ACTIVITY:
The required lines are those that contain "above"; pull them out of the data and copy them.

---------- MATERIALS PROVIDED ----------

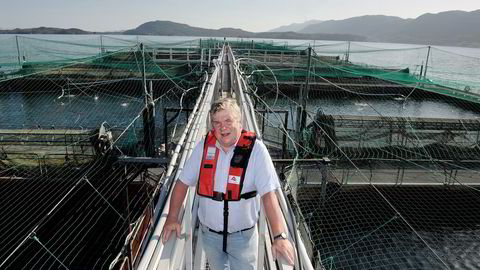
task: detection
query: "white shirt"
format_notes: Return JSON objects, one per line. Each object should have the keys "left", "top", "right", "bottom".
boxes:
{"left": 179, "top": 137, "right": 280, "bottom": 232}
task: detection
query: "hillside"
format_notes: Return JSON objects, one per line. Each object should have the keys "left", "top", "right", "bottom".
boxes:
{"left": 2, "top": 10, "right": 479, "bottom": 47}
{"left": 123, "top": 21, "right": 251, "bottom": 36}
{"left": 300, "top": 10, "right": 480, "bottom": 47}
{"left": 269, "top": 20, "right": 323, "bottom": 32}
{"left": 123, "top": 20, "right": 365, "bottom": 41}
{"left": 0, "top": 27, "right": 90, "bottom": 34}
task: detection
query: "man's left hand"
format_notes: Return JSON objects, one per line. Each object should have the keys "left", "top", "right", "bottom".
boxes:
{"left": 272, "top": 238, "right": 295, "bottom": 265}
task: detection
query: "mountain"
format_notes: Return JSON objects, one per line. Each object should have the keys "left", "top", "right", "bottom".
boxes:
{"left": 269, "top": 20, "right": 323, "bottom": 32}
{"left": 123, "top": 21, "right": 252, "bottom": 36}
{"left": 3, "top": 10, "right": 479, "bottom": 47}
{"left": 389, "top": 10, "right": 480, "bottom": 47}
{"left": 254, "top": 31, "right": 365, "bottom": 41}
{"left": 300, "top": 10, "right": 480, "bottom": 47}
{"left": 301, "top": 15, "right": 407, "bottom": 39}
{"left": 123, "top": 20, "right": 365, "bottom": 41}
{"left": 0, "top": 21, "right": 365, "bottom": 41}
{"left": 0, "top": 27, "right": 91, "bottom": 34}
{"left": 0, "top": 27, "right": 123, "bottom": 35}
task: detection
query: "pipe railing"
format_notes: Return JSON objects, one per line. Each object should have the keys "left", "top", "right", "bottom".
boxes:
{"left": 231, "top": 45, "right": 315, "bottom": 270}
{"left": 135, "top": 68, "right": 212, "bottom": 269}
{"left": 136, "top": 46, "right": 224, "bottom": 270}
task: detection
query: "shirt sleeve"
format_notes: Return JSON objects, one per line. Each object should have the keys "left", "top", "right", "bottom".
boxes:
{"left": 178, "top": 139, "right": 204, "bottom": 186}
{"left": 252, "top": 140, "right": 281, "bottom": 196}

----------
---------- MATERIALS PROVIDED ----------

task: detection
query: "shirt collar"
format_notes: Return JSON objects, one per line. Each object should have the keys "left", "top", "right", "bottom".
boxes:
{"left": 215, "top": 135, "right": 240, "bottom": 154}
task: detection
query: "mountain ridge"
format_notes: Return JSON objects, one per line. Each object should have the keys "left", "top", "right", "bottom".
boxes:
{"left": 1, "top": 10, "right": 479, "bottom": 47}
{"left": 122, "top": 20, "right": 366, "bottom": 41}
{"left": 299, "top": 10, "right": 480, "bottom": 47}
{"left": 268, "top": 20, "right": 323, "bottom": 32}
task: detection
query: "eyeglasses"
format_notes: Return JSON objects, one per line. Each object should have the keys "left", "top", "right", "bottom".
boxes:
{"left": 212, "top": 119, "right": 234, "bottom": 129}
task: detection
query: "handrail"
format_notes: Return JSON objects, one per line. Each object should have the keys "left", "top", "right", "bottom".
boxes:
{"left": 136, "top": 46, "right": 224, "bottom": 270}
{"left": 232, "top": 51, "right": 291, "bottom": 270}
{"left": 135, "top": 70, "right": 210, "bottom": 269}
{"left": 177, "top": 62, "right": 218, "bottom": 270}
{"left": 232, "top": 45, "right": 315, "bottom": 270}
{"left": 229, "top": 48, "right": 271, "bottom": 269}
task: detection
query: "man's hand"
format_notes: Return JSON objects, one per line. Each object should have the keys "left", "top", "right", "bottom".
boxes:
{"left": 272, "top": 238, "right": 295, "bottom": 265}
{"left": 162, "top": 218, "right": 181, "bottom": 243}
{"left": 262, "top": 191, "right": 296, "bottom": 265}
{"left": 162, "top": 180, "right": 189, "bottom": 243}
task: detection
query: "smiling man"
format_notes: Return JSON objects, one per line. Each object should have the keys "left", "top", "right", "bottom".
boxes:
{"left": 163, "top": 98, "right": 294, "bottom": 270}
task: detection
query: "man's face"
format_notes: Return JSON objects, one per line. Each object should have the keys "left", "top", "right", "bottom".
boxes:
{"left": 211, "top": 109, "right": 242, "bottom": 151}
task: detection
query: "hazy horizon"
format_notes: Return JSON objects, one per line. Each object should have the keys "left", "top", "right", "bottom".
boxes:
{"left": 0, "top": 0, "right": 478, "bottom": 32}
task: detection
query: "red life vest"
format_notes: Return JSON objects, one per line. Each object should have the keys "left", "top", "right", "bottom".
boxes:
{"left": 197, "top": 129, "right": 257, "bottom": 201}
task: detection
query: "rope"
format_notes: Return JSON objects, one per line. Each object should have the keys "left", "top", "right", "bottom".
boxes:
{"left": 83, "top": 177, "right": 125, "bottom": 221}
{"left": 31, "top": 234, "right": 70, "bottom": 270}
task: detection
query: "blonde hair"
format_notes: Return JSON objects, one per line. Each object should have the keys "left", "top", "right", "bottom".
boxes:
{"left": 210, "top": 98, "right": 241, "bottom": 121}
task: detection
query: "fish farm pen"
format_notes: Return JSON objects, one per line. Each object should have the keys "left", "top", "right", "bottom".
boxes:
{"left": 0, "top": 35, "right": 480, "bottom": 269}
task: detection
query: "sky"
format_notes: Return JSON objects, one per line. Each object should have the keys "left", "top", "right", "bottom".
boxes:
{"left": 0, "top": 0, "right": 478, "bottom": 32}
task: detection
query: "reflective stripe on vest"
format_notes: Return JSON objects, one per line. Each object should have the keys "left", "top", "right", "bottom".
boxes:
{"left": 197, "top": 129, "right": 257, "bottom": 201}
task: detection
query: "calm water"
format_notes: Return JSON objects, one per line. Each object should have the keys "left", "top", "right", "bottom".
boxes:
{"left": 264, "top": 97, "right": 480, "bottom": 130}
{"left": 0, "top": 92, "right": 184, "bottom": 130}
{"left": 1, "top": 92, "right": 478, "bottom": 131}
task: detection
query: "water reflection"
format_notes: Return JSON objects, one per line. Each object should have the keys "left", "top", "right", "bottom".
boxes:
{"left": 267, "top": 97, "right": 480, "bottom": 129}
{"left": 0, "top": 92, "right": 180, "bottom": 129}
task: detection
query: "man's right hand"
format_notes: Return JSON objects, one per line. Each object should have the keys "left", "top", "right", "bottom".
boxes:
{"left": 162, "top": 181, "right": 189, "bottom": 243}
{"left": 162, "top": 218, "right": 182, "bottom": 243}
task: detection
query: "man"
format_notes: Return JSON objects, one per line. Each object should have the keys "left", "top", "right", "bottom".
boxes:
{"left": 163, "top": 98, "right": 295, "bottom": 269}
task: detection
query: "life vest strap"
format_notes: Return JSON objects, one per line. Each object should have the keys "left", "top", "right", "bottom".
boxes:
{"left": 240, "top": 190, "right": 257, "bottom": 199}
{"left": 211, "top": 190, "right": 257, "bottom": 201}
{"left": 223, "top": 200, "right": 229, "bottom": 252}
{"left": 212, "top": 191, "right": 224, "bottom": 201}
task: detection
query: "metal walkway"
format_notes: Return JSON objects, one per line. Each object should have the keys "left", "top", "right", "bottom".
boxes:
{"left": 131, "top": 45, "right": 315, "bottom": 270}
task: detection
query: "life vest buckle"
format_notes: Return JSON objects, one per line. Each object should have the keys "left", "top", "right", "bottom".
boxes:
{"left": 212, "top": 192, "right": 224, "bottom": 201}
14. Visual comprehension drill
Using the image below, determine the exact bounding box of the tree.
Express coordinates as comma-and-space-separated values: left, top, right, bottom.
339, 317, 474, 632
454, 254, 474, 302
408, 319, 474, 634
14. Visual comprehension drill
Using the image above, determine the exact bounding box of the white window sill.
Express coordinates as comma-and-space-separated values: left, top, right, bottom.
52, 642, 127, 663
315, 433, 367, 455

----------
---------- MATERIALS PROVIDED ----------

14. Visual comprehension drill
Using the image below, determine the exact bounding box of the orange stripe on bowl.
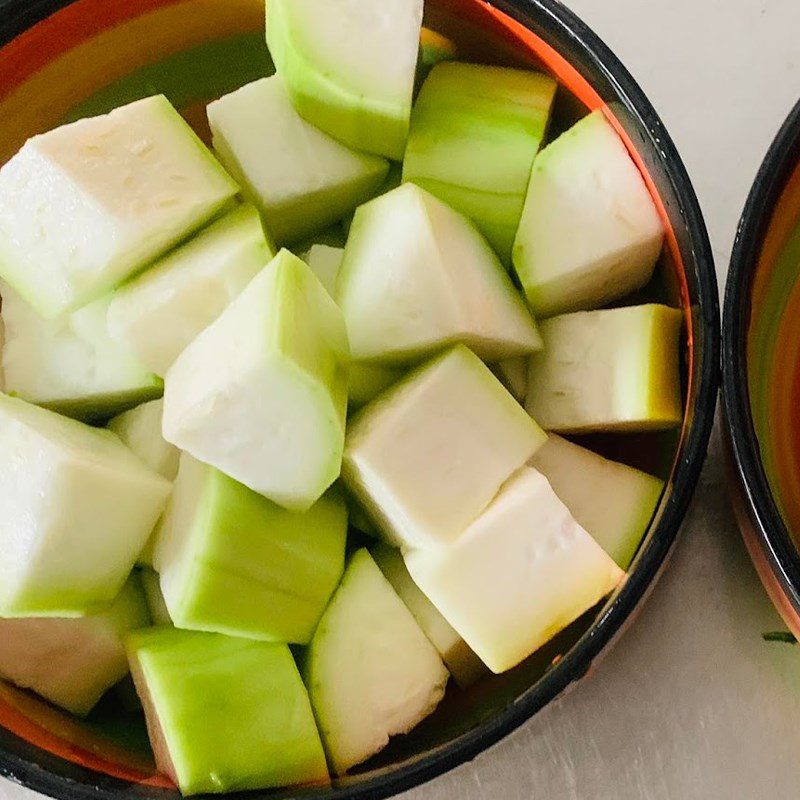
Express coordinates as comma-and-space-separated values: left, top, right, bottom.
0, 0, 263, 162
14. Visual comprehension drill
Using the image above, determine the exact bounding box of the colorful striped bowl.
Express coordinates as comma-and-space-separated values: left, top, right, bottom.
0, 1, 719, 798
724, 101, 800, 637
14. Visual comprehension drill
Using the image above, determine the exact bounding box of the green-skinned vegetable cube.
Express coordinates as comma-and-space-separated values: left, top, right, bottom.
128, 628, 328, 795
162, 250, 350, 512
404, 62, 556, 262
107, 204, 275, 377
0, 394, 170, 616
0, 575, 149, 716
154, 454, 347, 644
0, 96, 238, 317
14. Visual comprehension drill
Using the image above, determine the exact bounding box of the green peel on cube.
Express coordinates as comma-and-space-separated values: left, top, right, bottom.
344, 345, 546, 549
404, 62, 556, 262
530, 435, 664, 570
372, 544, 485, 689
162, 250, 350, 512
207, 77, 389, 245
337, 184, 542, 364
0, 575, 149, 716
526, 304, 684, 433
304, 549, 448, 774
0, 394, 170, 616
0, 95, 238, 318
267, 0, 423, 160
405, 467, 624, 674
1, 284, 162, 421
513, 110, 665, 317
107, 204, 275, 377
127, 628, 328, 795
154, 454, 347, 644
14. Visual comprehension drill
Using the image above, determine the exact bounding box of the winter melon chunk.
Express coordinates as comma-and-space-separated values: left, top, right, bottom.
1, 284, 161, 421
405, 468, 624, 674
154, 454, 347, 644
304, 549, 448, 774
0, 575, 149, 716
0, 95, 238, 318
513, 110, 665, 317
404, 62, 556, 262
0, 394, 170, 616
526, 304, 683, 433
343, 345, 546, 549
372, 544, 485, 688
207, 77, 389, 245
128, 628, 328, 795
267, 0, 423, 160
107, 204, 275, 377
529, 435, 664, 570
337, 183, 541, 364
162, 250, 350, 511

----------

SOLUTION:
Using the image above, determine the exact bounding box of the white window sill.
Using the image above, determine the exact bounding box of the colorful striped bowl.
Using the image above, determine the exact bounding box of the green-skinned vegetable cube.
Using the image above, determine the exact bounding box of the green peel on cube.
Using the image above, determine the exact bounding box of the winter melon chunk.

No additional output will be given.